Every entry that follows should be repeated exactly; drop the images.

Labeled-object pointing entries
....................
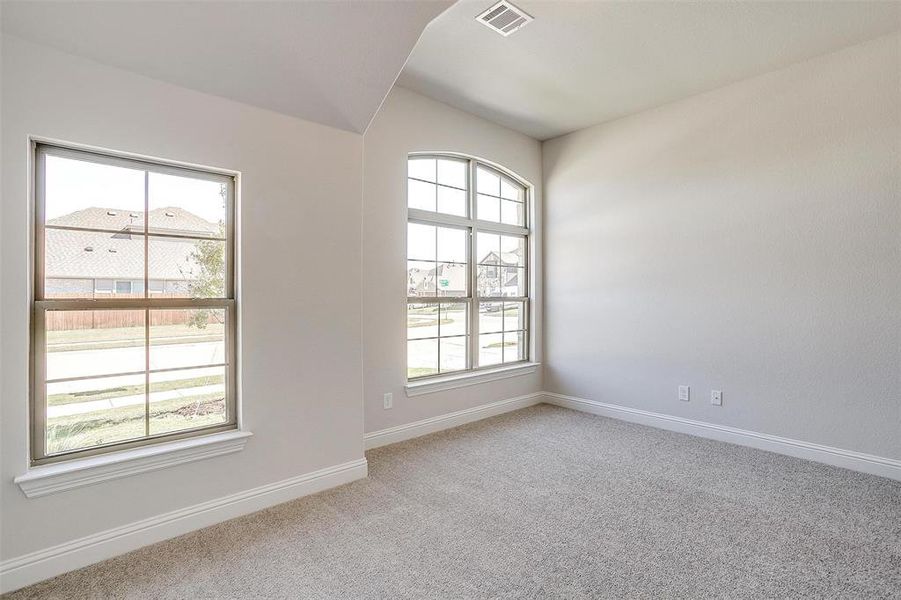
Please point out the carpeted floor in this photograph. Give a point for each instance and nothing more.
(541, 503)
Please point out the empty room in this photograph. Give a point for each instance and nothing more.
(436, 299)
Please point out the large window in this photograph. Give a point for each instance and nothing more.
(467, 266)
(134, 310)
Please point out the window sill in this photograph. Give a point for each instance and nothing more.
(450, 382)
(60, 477)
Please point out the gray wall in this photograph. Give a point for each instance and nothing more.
(300, 327)
(748, 240)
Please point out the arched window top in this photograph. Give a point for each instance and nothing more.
(468, 273)
(466, 187)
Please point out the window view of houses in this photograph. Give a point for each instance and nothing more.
(115, 375)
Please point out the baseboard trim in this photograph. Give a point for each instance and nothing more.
(408, 431)
(837, 457)
(43, 564)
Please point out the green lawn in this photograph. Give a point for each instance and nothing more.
(118, 424)
(130, 390)
(124, 337)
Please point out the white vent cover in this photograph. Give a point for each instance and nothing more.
(504, 18)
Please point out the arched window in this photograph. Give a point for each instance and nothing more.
(467, 266)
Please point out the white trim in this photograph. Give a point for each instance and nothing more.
(452, 382)
(837, 457)
(40, 565)
(409, 431)
(71, 474)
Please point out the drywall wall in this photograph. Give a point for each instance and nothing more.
(299, 270)
(745, 240)
(409, 122)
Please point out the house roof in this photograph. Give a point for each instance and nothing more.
(169, 219)
(103, 255)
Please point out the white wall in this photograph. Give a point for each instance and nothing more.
(748, 240)
(300, 200)
(409, 122)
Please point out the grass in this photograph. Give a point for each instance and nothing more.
(118, 424)
(127, 337)
(130, 390)
(502, 344)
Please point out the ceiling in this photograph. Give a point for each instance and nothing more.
(326, 61)
(582, 63)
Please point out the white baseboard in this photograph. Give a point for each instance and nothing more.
(43, 564)
(838, 457)
(409, 431)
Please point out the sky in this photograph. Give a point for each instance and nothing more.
(73, 185)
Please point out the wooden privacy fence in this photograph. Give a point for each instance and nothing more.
(64, 320)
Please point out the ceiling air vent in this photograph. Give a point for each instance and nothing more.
(504, 18)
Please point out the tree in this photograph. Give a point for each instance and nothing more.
(209, 256)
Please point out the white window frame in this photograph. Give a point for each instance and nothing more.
(41, 304)
(474, 226)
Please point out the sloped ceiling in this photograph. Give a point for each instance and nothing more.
(331, 62)
(582, 63)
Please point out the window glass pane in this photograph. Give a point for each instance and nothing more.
(421, 278)
(186, 206)
(510, 190)
(514, 346)
(190, 268)
(98, 411)
(75, 259)
(491, 319)
(421, 195)
(421, 241)
(488, 182)
(451, 279)
(422, 358)
(453, 353)
(82, 343)
(514, 316)
(422, 321)
(512, 213)
(488, 249)
(453, 319)
(513, 281)
(513, 250)
(489, 281)
(451, 201)
(451, 245)
(452, 172)
(93, 195)
(421, 168)
(187, 337)
(489, 208)
(187, 399)
(491, 349)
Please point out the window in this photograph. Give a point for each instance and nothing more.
(467, 266)
(114, 365)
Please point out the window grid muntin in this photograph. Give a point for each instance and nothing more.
(474, 226)
(41, 304)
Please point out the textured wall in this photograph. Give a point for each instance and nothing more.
(748, 240)
(300, 328)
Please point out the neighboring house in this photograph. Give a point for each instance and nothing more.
(80, 262)
(498, 276)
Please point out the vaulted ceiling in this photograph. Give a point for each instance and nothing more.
(582, 63)
(326, 61)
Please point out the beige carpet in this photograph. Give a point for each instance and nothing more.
(541, 503)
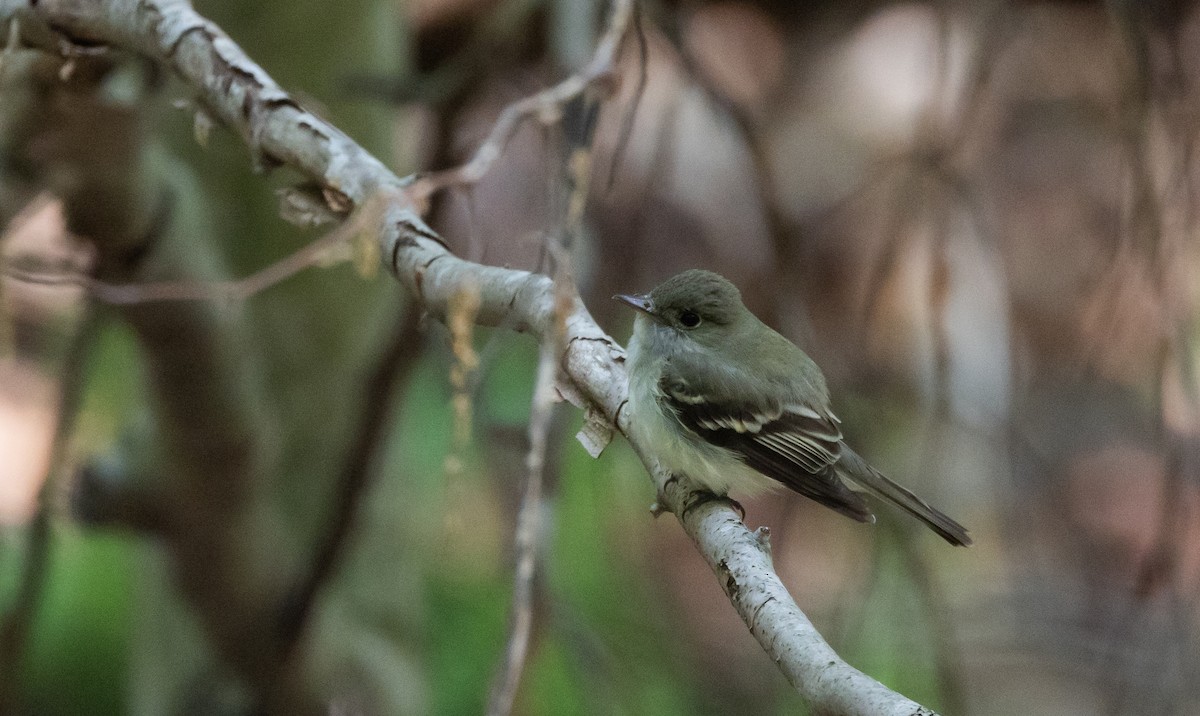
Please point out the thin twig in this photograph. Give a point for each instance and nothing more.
(547, 106)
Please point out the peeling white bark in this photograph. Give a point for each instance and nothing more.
(277, 130)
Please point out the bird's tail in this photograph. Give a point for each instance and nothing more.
(863, 474)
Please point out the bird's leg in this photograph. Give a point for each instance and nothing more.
(737, 505)
(708, 497)
(660, 503)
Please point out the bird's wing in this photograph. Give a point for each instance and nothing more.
(789, 440)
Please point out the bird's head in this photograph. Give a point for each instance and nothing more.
(700, 305)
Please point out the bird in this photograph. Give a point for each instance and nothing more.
(727, 401)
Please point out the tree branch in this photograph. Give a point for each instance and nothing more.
(279, 130)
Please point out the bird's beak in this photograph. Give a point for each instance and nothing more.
(641, 302)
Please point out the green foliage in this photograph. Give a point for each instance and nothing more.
(77, 660)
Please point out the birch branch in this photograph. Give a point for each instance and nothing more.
(279, 131)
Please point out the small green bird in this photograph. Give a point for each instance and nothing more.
(732, 404)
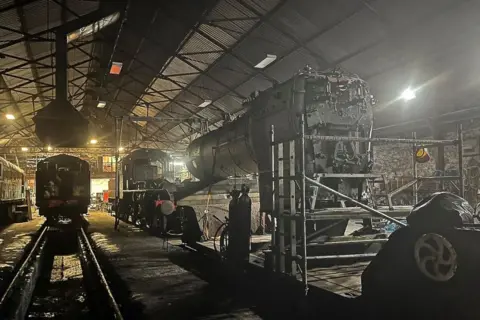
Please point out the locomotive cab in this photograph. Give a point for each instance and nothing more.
(63, 187)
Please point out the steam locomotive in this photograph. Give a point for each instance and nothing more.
(62, 188)
(333, 103)
(145, 192)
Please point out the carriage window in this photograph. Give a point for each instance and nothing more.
(108, 164)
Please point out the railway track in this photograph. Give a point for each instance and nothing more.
(59, 278)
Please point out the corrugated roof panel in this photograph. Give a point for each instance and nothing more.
(285, 68)
(230, 9)
(198, 43)
(258, 83)
(38, 12)
(163, 84)
(348, 38)
(159, 105)
(211, 89)
(235, 28)
(189, 100)
(209, 113)
(185, 78)
(141, 111)
(17, 50)
(177, 66)
(263, 40)
(326, 14)
(229, 103)
(261, 6)
(10, 19)
(218, 34)
(400, 13)
(230, 71)
(201, 61)
(290, 21)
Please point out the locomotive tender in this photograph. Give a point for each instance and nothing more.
(62, 187)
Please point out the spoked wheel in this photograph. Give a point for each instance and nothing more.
(436, 257)
(224, 242)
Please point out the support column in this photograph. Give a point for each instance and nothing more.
(61, 65)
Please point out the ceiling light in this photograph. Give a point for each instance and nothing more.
(408, 94)
(205, 103)
(265, 62)
(116, 68)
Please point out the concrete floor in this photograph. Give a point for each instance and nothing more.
(158, 286)
(13, 240)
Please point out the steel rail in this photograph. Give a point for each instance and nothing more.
(103, 280)
(24, 265)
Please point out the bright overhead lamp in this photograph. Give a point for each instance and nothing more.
(408, 94)
(116, 68)
(205, 103)
(265, 62)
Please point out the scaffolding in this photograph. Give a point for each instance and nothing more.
(287, 186)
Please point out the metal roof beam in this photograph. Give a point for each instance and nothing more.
(28, 48)
(240, 40)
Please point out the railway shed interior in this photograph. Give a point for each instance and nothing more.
(325, 154)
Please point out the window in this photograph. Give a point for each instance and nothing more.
(108, 164)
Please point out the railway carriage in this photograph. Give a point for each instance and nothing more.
(12, 189)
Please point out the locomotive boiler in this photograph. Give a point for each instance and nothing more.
(62, 187)
(333, 103)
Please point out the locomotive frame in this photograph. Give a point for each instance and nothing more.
(291, 216)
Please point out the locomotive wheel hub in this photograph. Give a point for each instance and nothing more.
(435, 257)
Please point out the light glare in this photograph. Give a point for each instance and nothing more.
(205, 103)
(408, 94)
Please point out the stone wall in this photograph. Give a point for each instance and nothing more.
(396, 161)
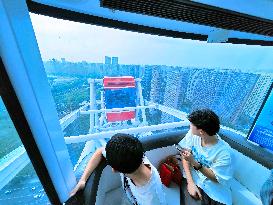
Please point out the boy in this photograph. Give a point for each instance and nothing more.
(206, 161)
(140, 179)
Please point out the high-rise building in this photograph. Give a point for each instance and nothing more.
(257, 95)
(171, 94)
(107, 60)
(114, 60)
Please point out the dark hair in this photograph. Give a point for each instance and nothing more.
(124, 153)
(206, 120)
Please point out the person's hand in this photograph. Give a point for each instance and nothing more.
(187, 155)
(79, 186)
(194, 191)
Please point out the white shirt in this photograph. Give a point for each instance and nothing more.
(216, 157)
(149, 194)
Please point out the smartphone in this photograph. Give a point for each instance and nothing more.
(179, 148)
....................
• [Solution to this exercise]:
Please point out the carpeted floor in this photograph. Give a point for each instance and nothing more.
(541, 503)
Please point out the empty room in this photograph. Give a point for each instance and nothing more.
(436, 299)
Please point out the large window in this photograph. Give a point for each instance and nothing more.
(467, 266)
(134, 310)
Please point out the window sill in this photograph. Give a point for each instance and nothing more.
(450, 382)
(60, 477)
Please point out the gray wall in this photograph. Give a point for each instance and nothing more.
(300, 327)
(748, 240)
Please point out the arched window top in this photograph. Give a point for each instance and nothing more.
(468, 273)
(466, 187)
Please point out the window view of houses in this photograph. Give a point for each instance and nothing more.
(115, 375)
Please point out the baseboard trim in this photograph. Give a point for each instance and nothing more.
(408, 431)
(837, 457)
(43, 564)
Please point out the green lawn in this photograph. Give a point for each instance and nothing more.
(118, 424)
(130, 390)
(124, 337)
Please point out the white vent cover in this photograph. Give a point for each instance and nothing more.
(504, 18)
Please point out the arched window in this photograph. Give a point for each instance and nothing more.
(467, 266)
Please point out the white trim in this photograph. Give a point for each instance and nothing more.
(452, 382)
(837, 457)
(40, 565)
(409, 431)
(71, 474)
Please point out the drywall wall in this photograph. Give a point for each instance and nothing more.
(299, 270)
(745, 240)
(409, 122)
Please point out the house roof in this photograph. Give a point for each instance and nothing more.
(169, 219)
(103, 255)
Please point out the white wall in this photograph. Give a point for each instance and nothing more.
(748, 240)
(300, 200)
(409, 122)
Please point out the grass in this photograph. Give a point for each instance and nothing more.
(118, 424)
(127, 337)
(130, 390)
(502, 344)
Please point out the ceiling in this photograph. Give a point for each instance and nothing more.
(326, 61)
(582, 63)
Please point out the white baseboard in this photograph. Give a point for each instance and nothing more.
(43, 564)
(838, 457)
(409, 431)
Please point out the sky in this photograph. Give a point for each instance and nothing more.
(73, 185)
Please point out the wooden privacy fence in this photograph. Give a point for each instance and nothing more.
(64, 320)
Please point out the ceiling air vent in this photograph. Give a point for each instance and nothing more.
(504, 18)
Please point out the tree in this photograph. Give a point for each instance and nothing more.
(209, 256)
Please point out the white window frame in this photograph. Give a point for each instance and nothing more.
(41, 304)
(474, 226)
Please point out the sloped ceiling in this photograph. Give a point for each instance and nothing more.
(331, 62)
(582, 63)
Please point out the window glass pane in this photograph. Give a point for each instance and nothing more.
(421, 278)
(186, 206)
(510, 190)
(514, 346)
(190, 268)
(98, 411)
(75, 259)
(491, 319)
(421, 195)
(421, 241)
(488, 182)
(451, 279)
(422, 358)
(453, 353)
(82, 343)
(514, 316)
(422, 321)
(512, 213)
(488, 249)
(453, 319)
(513, 281)
(513, 250)
(489, 281)
(451, 201)
(451, 245)
(452, 172)
(93, 195)
(421, 168)
(187, 337)
(489, 208)
(187, 399)
(491, 349)
Please point out the window in this photograph. Give a point for each instance and nothing more.
(467, 266)
(114, 365)
Please point out the window grid muntin in this photograph. Give a point for each instance and nothing more.
(474, 226)
(41, 304)
Please point out the textured wall in this photograph. Give a point for each instance and nothing more.
(748, 240)
(300, 328)
Please point out the neighboring house in this photograph. Give a point for each instance and nothing more.
(80, 262)
(498, 276)
Please point out the vaulted ceiling in this photograph. Give a point for each instance and nothing more.
(582, 63)
(326, 61)
Please point out the beige carpet in this photograph. Give a point for each instance and nothing more.
(541, 503)
Please point out the thin twig in this photograph. Give a point for each instance and nothing more.
(547, 106)
Please point out the peeling white bark in this photograph. Give a point for each instance and nothing more.
(277, 130)
Please point out the bird's tail in this photograph. Give a point for each instance and nothing more.
(863, 474)
Please point out the bird's leg in this photograph. Give a point for each instance and nothing more.
(737, 505)
(708, 497)
(660, 503)
Please point out the bird's wing in this photograph. Give a point for each instance and nothing more.
(789, 440)
Please point out the bird's head in this photograph. Give a point for each instance and nothing more.
(700, 305)
Please point out the bird in this photograph. Give a point for each instance and nothing more.
(727, 401)
Please point out the tree branch in this photograph. Give a point for each instance and nothing more.
(279, 130)
Please point out the bird's beak in this photograph. Give a point for each instance and nothing more.
(641, 302)
Please point out the green foliage in this photograph. Give a point for each instance and nothing more.
(77, 660)
Please point out the birch branch in this photograph. Give a point for each instance and nothing more.
(279, 131)
Please point out the small green bird in this photograph. Give a point for each instance and nothing more.
(732, 404)
Please point out the locomotive cab in this photograph. Give a point for each instance and nothing more.
(63, 187)
Please point out the steam locomotive in this photograph. Give a point for each instance and nothing more.
(62, 188)
(333, 103)
(145, 192)
Please point out the carriage window in this photograph. Give a point for each instance and nothing more.
(108, 164)
Please point out the railway track in this photograph. Give a point for each instance and nothing more.
(59, 278)
Please point out the corrugated roof panel in this photograph. Give a point for each instance and nothing more.
(285, 68)
(230, 9)
(198, 43)
(258, 83)
(38, 12)
(163, 84)
(348, 38)
(159, 105)
(211, 89)
(235, 28)
(189, 100)
(209, 113)
(185, 78)
(141, 111)
(17, 50)
(177, 66)
(263, 40)
(326, 14)
(229, 103)
(261, 6)
(10, 19)
(218, 34)
(400, 13)
(230, 71)
(201, 61)
(290, 21)
Please point out the locomotive tender in this photograph. Give a point for each instance and nothing more.
(62, 187)
Please point out the spoked wheel in this photograph. Give a point for each instance and nothing more.
(436, 257)
(224, 242)
Please point out the support column in this photograph. Give a point for each instance and nothing more.
(61, 65)
Please point out the ceiling light in this photograph. Give a point for each instance and nothing more.
(408, 94)
(205, 103)
(265, 62)
(116, 68)
Please point out the concrete floor in this photograph. Give a point for each instance and nothing more.
(158, 286)
(13, 240)
Please point out the steel rail in this photograph. Give a point for each instance and nothing more.
(103, 280)
(24, 265)
Please point out the bright overhead lamp in this photograph. Give a point for each instance and nothing more.
(408, 94)
(116, 68)
(205, 103)
(265, 62)
Please point out the scaffolding in this photograph. Give a point for each instance and nothing more.
(287, 186)
Please point out the metal roof beam in this photograph. Give a point for each instance and nothing more.
(28, 48)
(240, 40)
Please point out the railway shed interior in this photograph. Give a point for each instance and nothing more.
(325, 154)
Please point out the window in this photograph. Give a point for each instance and nothing more.
(108, 164)
Please point out the railway carriage in this photograph. Give a point for each instance and nothing more.
(12, 189)
Please point out the locomotive boiler in this photograph. Give a point for each instance and nothing more.
(62, 187)
(333, 103)
Please point out the locomotive frame in this photograph. Give a point for each instance and nothing more.
(291, 216)
Please point out the locomotive wheel hub in this photograph. Give a point for each instance and nothing more.
(435, 257)
Please point out the light glare in this photograph. Give a point for each instance and nothing more.
(205, 103)
(408, 94)
Please point out the stone wall in this photograph. Give a point for each instance and nothing more.
(396, 161)
Please point out the boy in this photograph. Give a point for each instance and nothing more.
(206, 161)
(140, 179)
Please point out the high-rise building in this photograph. Give a point for each instance and nothing more.
(257, 95)
(171, 94)
(107, 60)
(114, 60)
Please point out the dark hair in this photograph. Give a point for each instance and nothing more.
(124, 153)
(206, 120)
Please point out the person's hand in this photograph. Give a point for each instance and nothing more.
(187, 155)
(79, 186)
(194, 191)
Please point out the white shirt in this photograph. Give a point for each instance and nothing more.
(216, 157)
(149, 194)
Please point out the smartphone in this photograph. Give a point for each instance and nothing more.
(179, 148)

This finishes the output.